[Short exercise]: Gather every line below that contains the word "bird", and copy each of those lines in full.

[Provided entries]:
########

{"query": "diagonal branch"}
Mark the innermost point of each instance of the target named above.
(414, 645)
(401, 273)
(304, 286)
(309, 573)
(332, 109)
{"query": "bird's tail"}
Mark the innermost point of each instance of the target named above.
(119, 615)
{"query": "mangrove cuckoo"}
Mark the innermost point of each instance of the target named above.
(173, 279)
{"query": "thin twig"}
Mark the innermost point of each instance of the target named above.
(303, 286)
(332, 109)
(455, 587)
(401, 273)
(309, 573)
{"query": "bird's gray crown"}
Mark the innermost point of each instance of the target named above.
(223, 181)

########

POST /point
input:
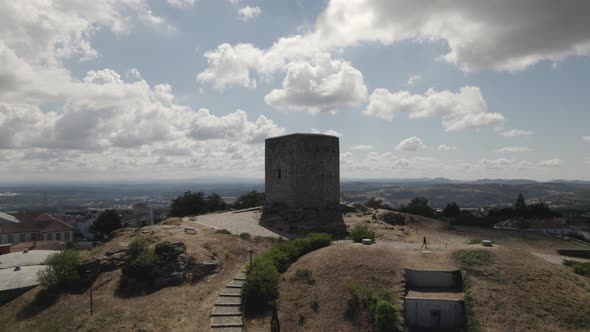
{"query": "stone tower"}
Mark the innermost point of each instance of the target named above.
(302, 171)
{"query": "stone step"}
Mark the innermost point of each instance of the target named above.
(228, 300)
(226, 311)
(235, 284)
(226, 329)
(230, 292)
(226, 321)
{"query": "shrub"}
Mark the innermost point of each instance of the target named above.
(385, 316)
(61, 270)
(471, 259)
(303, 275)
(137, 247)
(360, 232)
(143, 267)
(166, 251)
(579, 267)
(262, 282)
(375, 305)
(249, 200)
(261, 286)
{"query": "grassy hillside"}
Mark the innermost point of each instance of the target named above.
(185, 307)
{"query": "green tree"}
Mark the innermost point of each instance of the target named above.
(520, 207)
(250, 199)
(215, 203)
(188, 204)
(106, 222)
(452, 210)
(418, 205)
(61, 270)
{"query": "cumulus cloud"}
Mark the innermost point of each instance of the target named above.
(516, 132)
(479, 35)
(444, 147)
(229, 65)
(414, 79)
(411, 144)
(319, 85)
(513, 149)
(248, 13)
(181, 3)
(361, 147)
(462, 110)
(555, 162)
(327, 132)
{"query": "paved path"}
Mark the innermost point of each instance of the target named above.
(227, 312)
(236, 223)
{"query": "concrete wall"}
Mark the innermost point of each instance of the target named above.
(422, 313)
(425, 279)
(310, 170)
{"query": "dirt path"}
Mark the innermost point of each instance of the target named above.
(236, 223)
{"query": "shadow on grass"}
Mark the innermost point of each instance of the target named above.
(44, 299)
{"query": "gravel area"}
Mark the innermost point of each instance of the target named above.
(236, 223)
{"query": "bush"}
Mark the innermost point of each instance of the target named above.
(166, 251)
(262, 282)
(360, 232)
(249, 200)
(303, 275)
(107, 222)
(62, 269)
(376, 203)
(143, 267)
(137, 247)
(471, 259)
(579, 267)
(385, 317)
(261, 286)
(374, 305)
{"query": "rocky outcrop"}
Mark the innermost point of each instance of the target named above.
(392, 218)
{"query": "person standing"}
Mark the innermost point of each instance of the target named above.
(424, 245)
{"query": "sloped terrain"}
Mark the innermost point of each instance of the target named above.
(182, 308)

########

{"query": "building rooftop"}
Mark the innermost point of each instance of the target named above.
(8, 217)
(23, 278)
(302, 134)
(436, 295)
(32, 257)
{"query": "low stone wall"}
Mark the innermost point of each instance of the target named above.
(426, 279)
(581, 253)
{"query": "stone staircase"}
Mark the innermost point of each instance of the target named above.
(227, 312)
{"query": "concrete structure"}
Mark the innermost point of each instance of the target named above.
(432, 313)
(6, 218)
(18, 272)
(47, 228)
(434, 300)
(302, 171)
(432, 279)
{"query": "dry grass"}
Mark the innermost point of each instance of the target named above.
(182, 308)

########

[Result of the exercise]:
{"query": "bird's tail"}
{"query": "bird's gray crown"}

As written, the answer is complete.